> Aim of the exercise:
Rescale the entries below: copy each line as is, including the requests, but multiply every coordinate in the answers by 1.45 and round to the nearest whole number, with halves rounded up.

> Given information:
______________________________

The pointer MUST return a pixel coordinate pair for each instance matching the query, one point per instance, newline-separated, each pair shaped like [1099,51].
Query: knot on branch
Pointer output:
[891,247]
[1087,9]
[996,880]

______________________________

> Completed task:
The pointer MUST return a pixel coordinate pair for each instance matching the query, one point per instance, newline-separated, each pair shaped like [1099,51].
Query: knot on branch
Pointer output:
[1292,358]
[1576,13]
[1444,1276]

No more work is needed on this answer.